Problem → Convert the part of the records below that opens with the line containing "Double-check request: the tree trunk" and closes with the line containing "[797, 182, 929, 292]" into a Markdown table with the columns Row and Line, numbering each line in Row and skipping any blank lines. Include only that part, with both end lines.

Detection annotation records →
####
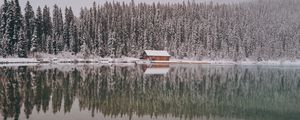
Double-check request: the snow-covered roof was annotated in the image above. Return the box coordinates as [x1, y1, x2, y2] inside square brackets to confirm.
[144, 68, 170, 75]
[145, 50, 171, 57]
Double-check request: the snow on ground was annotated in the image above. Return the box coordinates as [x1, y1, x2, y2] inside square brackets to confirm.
[0, 52, 300, 67]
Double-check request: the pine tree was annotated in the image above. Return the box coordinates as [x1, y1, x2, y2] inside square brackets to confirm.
[0, 0, 9, 38]
[52, 4, 63, 54]
[17, 30, 27, 58]
[43, 6, 53, 54]
[35, 7, 46, 52]
[2, 2, 15, 55]
[30, 29, 38, 57]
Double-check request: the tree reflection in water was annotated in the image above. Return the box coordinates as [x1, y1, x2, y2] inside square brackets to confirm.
[0, 65, 300, 119]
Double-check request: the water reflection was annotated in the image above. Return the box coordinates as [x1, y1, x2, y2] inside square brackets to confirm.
[0, 65, 300, 120]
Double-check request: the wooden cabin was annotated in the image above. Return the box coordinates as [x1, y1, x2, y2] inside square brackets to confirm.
[141, 50, 171, 61]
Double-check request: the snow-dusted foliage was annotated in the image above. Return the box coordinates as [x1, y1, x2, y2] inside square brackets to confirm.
[0, 0, 300, 61]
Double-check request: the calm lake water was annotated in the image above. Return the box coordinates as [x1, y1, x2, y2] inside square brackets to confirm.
[0, 65, 300, 120]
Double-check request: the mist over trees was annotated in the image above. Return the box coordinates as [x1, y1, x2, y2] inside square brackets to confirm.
[0, 0, 300, 61]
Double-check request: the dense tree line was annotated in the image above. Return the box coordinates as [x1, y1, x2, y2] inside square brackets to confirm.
[0, 0, 300, 60]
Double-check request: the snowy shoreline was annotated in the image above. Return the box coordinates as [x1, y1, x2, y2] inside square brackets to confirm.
[0, 57, 300, 67]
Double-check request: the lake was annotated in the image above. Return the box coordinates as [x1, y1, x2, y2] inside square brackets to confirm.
[0, 65, 300, 120]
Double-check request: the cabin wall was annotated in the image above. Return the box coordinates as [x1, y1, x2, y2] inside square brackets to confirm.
[143, 56, 170, 61]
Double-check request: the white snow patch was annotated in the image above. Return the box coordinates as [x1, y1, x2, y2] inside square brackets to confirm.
[145, 50, 171, 57]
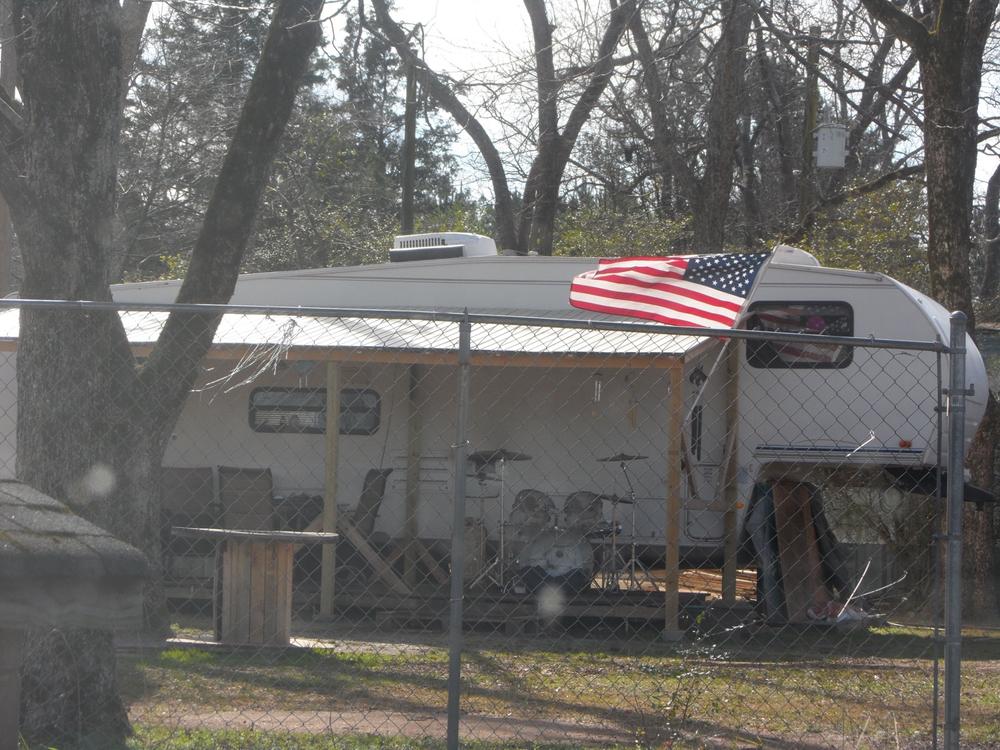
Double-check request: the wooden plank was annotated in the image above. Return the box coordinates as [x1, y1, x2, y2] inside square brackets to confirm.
[274, 544, 295, 646]
[247, 544, 270, 643]
[171, 519, 337, 544]
[403, 365, 424, 586]
[773, 482, 826, 622]
[0, 339, 685, 370]
[413, 539, 451, 583]
[319, 362, 340, 617]
[0, 628, 25, 750]
[338, 518, 413, 595]
[722, 340, 743, 604]
[663, 369, 684, 637]
[257, 542, 278, 645]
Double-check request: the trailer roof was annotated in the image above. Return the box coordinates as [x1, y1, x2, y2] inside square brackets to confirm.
[0, 309, 706, 366]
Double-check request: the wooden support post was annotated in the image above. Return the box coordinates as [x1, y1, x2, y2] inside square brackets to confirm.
[0, 628, 24, 750]
[663, 364, 684, 640]
[722, 341, 742, 604]
[403, 365, 424, 587]
[319, 362, 340, 617]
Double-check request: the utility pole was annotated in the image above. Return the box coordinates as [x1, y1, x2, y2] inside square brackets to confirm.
[400, 62, 417, 234]
[799, 26, 820, 224]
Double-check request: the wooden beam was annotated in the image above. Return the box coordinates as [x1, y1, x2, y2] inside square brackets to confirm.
[403, 365, 424, 587]
[663, 369, 684, 639]
[0, 339, 684, 370]
[319, 362, 340, 617]
[722, 341, 743, 604]
[0, 628, 24, 750]
[338, 518, 413, 596]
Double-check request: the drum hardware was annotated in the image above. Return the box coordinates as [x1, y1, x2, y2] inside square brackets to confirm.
[597, 453, 649, 464]
[597, 453, 649, 589]
[465, 448, 531, 589]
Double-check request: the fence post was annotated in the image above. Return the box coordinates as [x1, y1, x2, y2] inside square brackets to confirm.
[448, 311, 472, 750]
[944, 312, 966, 750]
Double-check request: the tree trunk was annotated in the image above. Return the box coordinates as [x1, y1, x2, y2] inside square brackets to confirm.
[694, 0, 753, 253]
[921, 53, 979, 330]
[372, 0, 524, 252]
[3, 0, 322, 746]
[980, 165, 1000, 300]
[862, 0, 998, 615]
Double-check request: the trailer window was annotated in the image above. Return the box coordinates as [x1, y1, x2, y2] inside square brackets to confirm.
[250, 388, 382, 435]
[747, 302, 854, 369]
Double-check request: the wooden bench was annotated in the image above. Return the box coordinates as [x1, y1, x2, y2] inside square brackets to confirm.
[173, 527, 338, 646]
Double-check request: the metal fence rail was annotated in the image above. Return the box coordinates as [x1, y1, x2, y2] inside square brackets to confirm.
[0, 300, 984, 748]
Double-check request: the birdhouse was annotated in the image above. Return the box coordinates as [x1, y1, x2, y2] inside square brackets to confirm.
[816, 122, 847, 169]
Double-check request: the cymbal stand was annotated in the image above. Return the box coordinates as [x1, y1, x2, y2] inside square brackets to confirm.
[618, 461, 639, 587]
[471, 457, 507, 590]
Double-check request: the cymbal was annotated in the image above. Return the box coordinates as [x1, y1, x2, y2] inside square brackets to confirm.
[466, 448, 531, 466]
[599, 495, 635, 505]
[597, 453, 649, 463]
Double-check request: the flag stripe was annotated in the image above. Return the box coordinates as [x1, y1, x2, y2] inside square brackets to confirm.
[570, 254, 770, 328]
[570, 284, 740, 327]
[588, 275, 745, 313]
[573, 299, 732, 328]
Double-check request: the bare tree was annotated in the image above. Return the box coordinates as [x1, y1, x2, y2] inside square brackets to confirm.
[373, 0, 636, 255]
[862, 0, 1000, 614]
[0, 0, 322, 737]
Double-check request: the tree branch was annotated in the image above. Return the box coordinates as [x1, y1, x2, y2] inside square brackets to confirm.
[140, 0, 323, 429]
[372, 0, 521, 250]
[861, 0, 931, 58]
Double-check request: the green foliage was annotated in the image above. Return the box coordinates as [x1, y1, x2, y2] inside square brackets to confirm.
[119, 0, 468, 280]
[555, 206, 685, 258]
[797, 182, 929, 292]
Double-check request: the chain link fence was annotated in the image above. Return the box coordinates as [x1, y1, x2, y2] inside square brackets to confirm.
[0, 303, 988, 748]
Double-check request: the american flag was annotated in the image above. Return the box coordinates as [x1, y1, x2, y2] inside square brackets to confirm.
[569, 253, 771, 328]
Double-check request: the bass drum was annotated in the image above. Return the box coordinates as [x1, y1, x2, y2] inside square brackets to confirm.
[517, 530, 594, 593]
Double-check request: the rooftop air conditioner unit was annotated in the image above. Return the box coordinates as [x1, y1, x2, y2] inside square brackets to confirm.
[389, 232, 497, 263]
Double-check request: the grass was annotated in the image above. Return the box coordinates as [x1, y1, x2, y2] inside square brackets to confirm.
[127, 728, 592, 750]
[115, 627, 1000, 750]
####
Answer to the task →
| Row | Line |
|---|---|
| 1 | Double-check request: the tree trunk was annotated in the image above. Return the box coordinates as [x1, y1, x2, y2] inside square brackets to confirm. |
| 2 | [694, 0, 753, 253] |
| 3 | [921, 53, 979, 330] |
| 4 | [372, 0, 524, 252] |
| 5 | [3, 0, 322, 746] |
| 6 | [980, 165, 1000, 300] |
| 7 | [862, 0, 998, 615] |
| 8 | Double-check request: the trailer window was annotated in the image above. Return the box coordinates as [x1, y1, x2, y2] inside square brackets to confirm. |
| 9 | [250, 388, 382, 435] |
| 10 | [747, 302, 854, 369] |
| 11 | Double-check request: the wooden bench was annotated in the image above. Return the box coordinates as [x1, y1, x2, y2] inside square brackets to confirm. |
| 12 | [173, 527, 338, 646] |
| 13 | Double-check request: the metal fence rail was annotated in the image above. Return the box coordinates as [x1, y1, x2, y2] inside square brackets to confirm. |
| 14 | [0, 300, 984, 748] |
| 15 | Double-check request: the birdhouse was annotated in the image above. Return the box coordinates as [x1, y1, x2, y2] inside square brackets to confirm. |
| 16 | [816, 122, 847, 169] |
| 17 | Double-check request: the cymbal stand was annotated in the image above. Return the box coordinates as [x1, y1, x2, y2] inside square brackets to confirm. |
| 18 | [618, 461, 639, 587] |
| 19 | [471, 457, 507, 590] |
| 20 | Double-check request: the cymbal was annotated in the image above. Return the box coordinates as [x1, y1, x2, y2] inside square brackets to confirm. |
| 21 | [466, 448, 531, 466] |
| 22 | [599, 495, 635, 505] |
| 23 | [597, 453, 649, 463] |
| 24 | Double-check request: the flag stripe was annotated in the image above. Return the box coordinates as [x1, y1, x2, y2] inside square brackets to confirm. |
| 25 | [570, 254, 770, 328] |
| 26 | [570, 284, 740, 327] |
| 27 | [588, 275, 745, 313] |
| 28 | [573, 299, 732, 328] |
| 29 | Double-check request: the bare tree was annotated in the image above. Return the box coordinates as [x1, y1, x2, y2] inside square brackets to confirm. |
| 30 | [373, 0, 636, 255] |
| 31 | [862, 0, 1000, 614] |
| 32 | [0, 0, 322, 737] |
| 33 | Double-check request: the tree branch was annotated in the image above. Return the box coordinates as [x1, y1, x2, y2] inside square brackets to confirm. |
| 34 | [140, 0, 323, 429] |
| 35 | [372, 0, 521, 250] |
| 36 | [861, 0, 931, 58] |
| 37 | Double-check request: the green foliage was annotated in the image above. Return the box coordinates as [x1, y1, x2, y2] inside square brackets to confirm. |
| 38 | [119, 0, 468, 280] |
| 39 | [555, 206, 685, 258] |
| 40 | [797, 182, 929, 292] |